**Instructions for the task:** Only the closing portion of the entries is to be reproduced: the line containing "Could you point out the bare" through the very last line, exactly as written.
══ Recorded information ══
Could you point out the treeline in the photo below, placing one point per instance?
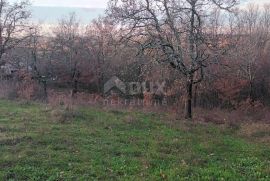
(233, 50)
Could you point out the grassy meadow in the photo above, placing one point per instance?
(39, 142)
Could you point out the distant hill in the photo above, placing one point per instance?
(50, 15)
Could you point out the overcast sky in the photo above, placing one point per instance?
(98, 3)
(50, 11)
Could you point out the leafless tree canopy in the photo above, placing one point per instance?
(13, 24)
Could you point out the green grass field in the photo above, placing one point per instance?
(43, 143)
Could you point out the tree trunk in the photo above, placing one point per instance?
(75, 88)
(195, 96)
(189, 86)
(251, 91)
(45, 90)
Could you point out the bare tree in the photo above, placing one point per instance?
(171, 32)
(13, 25)
(253, 35)
(67, 43)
═══
**Your solution:**
Could you point out the bare tree in the photo above, placing one point per instance?
(171, 32)
(13, 25)
(253, 35)
(67, 43)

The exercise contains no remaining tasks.